Point localization data
■ ■ ■ ■ ■

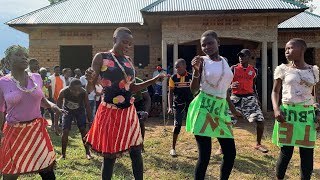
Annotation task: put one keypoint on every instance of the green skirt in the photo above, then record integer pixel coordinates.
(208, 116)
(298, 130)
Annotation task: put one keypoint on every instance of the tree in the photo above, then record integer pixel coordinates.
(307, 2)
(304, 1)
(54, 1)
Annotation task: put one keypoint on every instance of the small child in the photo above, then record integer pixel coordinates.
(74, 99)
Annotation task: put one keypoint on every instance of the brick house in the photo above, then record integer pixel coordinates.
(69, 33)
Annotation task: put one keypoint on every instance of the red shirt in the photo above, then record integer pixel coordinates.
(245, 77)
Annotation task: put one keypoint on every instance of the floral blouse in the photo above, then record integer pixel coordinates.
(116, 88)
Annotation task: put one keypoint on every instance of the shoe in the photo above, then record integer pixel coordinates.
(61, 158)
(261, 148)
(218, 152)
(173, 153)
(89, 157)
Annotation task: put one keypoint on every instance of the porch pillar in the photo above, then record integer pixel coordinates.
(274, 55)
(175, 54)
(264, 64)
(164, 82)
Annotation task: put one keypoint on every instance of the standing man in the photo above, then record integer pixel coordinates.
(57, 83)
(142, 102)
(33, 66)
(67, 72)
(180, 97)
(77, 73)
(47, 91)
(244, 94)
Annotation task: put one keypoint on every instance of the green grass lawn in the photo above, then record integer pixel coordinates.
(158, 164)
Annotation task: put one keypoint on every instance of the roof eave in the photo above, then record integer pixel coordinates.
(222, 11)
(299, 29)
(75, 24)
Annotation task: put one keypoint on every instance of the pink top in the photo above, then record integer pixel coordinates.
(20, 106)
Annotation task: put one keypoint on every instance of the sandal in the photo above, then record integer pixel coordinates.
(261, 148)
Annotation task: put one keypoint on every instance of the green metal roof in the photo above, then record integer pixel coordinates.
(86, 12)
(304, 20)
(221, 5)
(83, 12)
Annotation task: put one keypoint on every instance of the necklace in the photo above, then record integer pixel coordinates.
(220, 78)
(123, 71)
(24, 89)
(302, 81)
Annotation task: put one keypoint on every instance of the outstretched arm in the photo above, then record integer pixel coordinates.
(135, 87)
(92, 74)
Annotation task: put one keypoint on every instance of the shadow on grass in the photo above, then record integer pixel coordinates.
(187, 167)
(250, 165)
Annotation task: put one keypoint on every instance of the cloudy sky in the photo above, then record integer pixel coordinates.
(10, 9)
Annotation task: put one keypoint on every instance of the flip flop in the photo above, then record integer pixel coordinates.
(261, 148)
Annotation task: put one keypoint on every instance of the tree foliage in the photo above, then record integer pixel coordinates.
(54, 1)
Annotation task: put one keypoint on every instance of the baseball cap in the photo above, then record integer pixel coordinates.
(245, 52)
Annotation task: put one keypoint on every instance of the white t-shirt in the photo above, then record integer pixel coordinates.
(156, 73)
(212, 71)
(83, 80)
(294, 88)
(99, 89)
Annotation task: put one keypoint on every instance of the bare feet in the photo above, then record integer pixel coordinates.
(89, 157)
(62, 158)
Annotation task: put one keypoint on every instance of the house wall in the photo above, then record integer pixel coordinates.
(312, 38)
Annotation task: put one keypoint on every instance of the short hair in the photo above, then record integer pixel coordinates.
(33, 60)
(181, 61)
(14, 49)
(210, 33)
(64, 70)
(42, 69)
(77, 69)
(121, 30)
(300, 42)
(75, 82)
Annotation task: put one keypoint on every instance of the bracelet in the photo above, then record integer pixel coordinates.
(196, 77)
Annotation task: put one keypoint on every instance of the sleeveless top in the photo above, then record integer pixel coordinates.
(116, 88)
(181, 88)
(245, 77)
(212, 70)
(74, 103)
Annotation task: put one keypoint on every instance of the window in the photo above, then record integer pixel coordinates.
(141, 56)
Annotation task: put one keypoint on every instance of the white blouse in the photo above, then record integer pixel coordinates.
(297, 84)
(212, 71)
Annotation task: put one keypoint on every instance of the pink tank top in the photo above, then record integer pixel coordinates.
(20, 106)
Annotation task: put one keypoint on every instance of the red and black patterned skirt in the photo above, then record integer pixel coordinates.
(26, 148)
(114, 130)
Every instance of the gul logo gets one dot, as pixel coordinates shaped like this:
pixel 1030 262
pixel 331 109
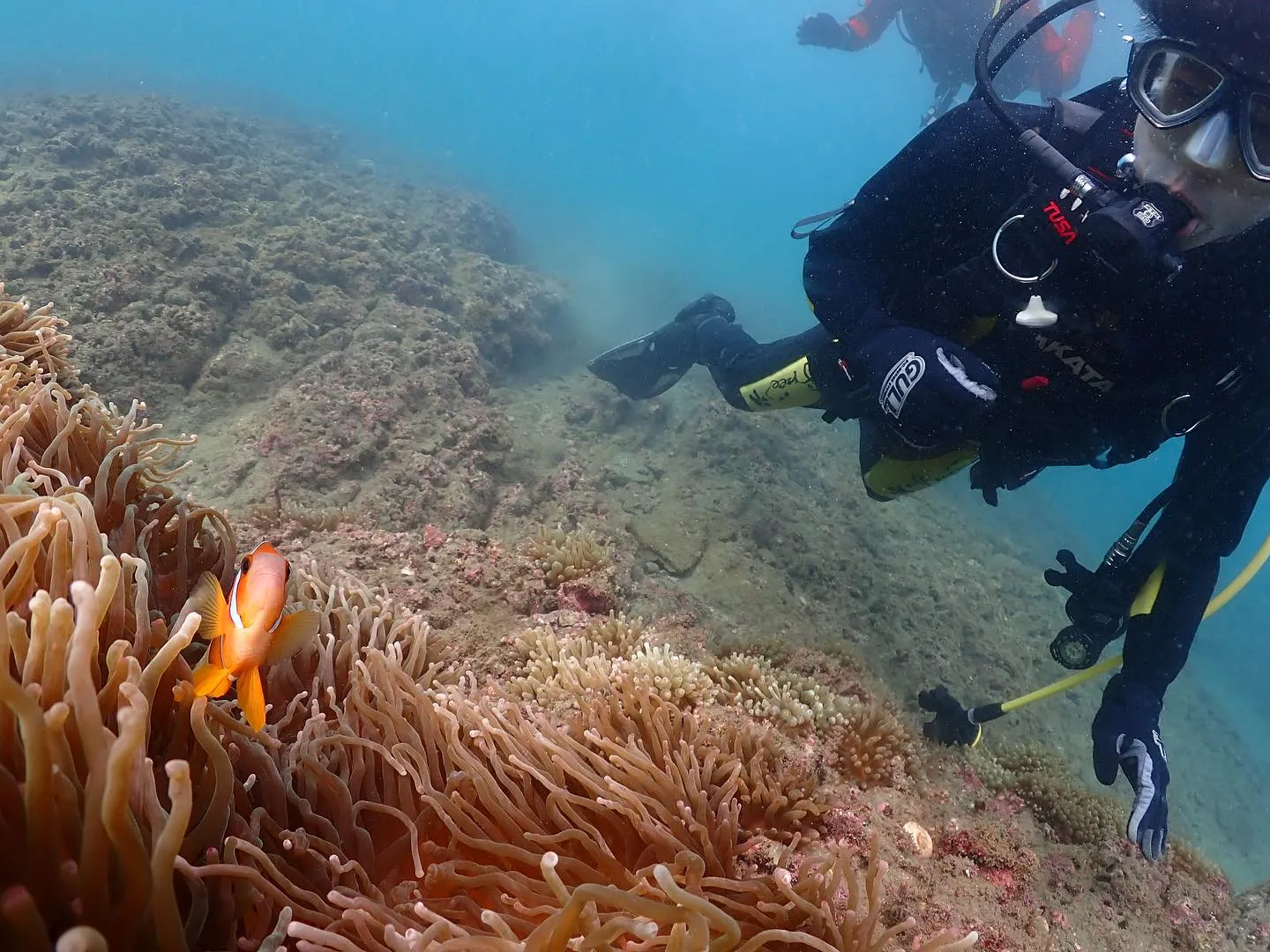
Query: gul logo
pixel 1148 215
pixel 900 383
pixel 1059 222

■ ■ ■ ■ ■

**Assigned task:** Transcribe all entries above exactly. Drop the pictures.

**Solution to this problem:**
Annotation task: put one keypoint on every instance of the green skirt in the photo above, then record integer pixel coordinates.
(208, 116)
(298, 130)
Annotation task: put one keypoint on every instance of the tree in the photo above, then record integer pixel coordinates.
(307, 2)
(304, 1)
(54, 1)
Annotation task: put one keypoint on every instance of the small child in the photo above, then record integer pixel coordinates.
(74, 99)
Annotation task: put one keypoint on every instance of the brick house in the photo above, then record integer pixel coordinates.
(69, 33)
Annotation task: put one keypoint on every instance of the red shirt in the photo above, then record integer pixel coordinates.
(245, 77)
Annotation task: put one keypoint on every instance of the floral blouse in the photo above, then record integer pixel coordinates.
(116, 88)
Annotation task: put one keypoint on every instance of the shoe in the photo above, then record integer pixel coordinates.
(61, 158)
(261, 148)
(218, 152)
(173, 153)
(89, 157)
Annotation task: put one keypoint on every instance of the porch pillar in the photo above, then record integer pixel coordinates.
(274, 55)
(175, 54)
(264, 64)
(164, 82)
Annotation task: put one keypoint on every instance of the standing man in the photo above, then record integer pixel coordinates.
(57, 83)
(142, 102)
(33, 66)
(67, 72)
(180, 97)
(77, 73)
(47, 91)
(244, 94)
Annotation task: put one keypoint on every instance of the green grass lawn in the photo above, then record integer pixel coordinates.
(158, 164)
Annotation task: put one keypoint on every instance of the roof eave in the photo above, then record integer pixel coordinates.
(222, 11)
(299, 29)
(75, 24)
Annotation task: put one keypoint on every instance of the pink top in the photo above, then record integer pixel coordinates.
(20, 106)
Annotation task: put one keypoint on every instance of the sandal in the photo above, then record integer pixel coordinates.
(261, 148)
Annotation task: put one keypoint on every instance of the green metal roof in the photo above, then record integer pixel coordinates.
(86, 12)
(304, 20)
(221, 5)
(83, 12)
Annotation task: put one keypoint on every instance of the necklace in the photo above, then record integer pixel coordinates.
(220, 78)
(123, 71)
(24, 89)
(302, 81)
Annotation task: put one keypoint on every instance of the outstretched arm in the photo above, then record integer pixel coordinates.
(135, 87)
(92, 74)
Annotation task: put one keypoint on every instance of the shadow on grass in the photo above, then record integer pixel coordinates.
(187, 167)
(250, 165)
Annotation task: put one keypoint on every instance of the cloudy sky in the photo above, then record integer pixel coordinates.
(10, 9)
Annotation task: put one keypoint on every instance of the flip flop in the photo above, then record integer pixel coordinates.
(261, 148)
Annotation task: put one keypoint on every instance of the tree foliage in the photo above, then record integer pixel coordinates.
(54, 1)
Annotation task: put one keypoint on every instance of the baseball cap in the photo above, then record integer pixel coordinates.
(245, 52)
Annotation task: put one keypoint on every instance of the white t-shirt in the photo above, then record integer pixel coordinates.
(156, 73)
(212, 71)
(83, 80)
(294, 88)
(99, 89)
Annotation task: put one keypoint on every instance of the bare feet in the photo above, then record integer pixel coordinates.
(89, 157)
(62, 158)
Annotation task: put one keypoint on every instance of the house wall in the photo above, then record integer pixel coordinates.
(312, 38)
Annotation task: put one keypoint on every instance of the short hair in the photo above, then record integer pixel coordinates.
(33, 60)
(181, 61)
(14, 49)
(210, 33)
(64, 70)
(42, 69)
(77, 69)
(121, 30)
(300, 42)
(75, 82)
Annotation task: put one keypoint on every instance of the bracelet in the photo above, then record integer pixel coordinates.
(196, 77)
Annotation task: put one keypoint on every instance of the sleeveless top in the photo above, then record integer pixel coordinates.
(116, 88)
(181, 88)
(245, 77)
(212, 70)
(74, 103)
Annotation task: put one keypoint on every instance of the window in the photo above, then record integer pixel coordinates.
(141, 56)
Annotation task: put one keypoint on every instance of the white blouse in the photo above, then record integer pixel coordinates.
(297, 84)
(212, 71)
Annotation task: put one keypoint on every instance of the pink tank top in the photo above, then record integer pixel coordinates.
(20, 106)
Annotation task: put one keypoint on every instance of the red and black patterned skirt in the photo above, then record integer pixel coordinates.
(26, 148)
(114, 130)
Every instance of the gul logo gets one dot, as pixel coordinates shaped like this:
pixel 1030 262
pixel 331 109
Query: gul logo
pixel 1148 215
pixel 900 383
pixel 1059 222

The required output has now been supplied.